(Data extracted from a collection)
[BEGIN]
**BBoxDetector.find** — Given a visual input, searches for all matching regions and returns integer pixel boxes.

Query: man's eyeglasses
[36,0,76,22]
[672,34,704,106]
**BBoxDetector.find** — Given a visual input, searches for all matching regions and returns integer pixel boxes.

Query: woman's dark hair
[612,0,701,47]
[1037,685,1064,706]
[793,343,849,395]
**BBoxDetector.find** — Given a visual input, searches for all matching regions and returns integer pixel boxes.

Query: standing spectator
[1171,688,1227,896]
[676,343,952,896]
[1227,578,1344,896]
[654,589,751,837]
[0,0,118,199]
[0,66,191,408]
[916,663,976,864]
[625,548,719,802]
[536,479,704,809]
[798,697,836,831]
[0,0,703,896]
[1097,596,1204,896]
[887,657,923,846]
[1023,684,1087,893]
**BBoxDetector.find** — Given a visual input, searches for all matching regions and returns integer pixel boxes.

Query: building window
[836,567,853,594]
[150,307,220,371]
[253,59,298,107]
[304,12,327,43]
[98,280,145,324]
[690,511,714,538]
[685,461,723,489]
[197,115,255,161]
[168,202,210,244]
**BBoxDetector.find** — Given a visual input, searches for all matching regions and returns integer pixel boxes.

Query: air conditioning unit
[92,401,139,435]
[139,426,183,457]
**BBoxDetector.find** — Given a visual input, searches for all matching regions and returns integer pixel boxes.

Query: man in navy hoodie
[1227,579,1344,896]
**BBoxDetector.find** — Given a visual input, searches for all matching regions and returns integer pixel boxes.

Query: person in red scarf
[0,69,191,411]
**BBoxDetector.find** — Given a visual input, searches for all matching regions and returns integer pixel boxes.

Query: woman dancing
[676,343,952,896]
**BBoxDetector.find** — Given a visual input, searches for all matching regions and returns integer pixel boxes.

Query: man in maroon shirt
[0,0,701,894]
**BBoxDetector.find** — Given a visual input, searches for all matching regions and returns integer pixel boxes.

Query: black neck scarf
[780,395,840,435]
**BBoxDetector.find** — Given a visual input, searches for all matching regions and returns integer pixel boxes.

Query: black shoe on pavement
[END]
Task details: How many lines in the items above contain the string "scarf"? Case counts, so uppercase and lowercase letters are treated as different. Reply with the number alone.

Written answer: 2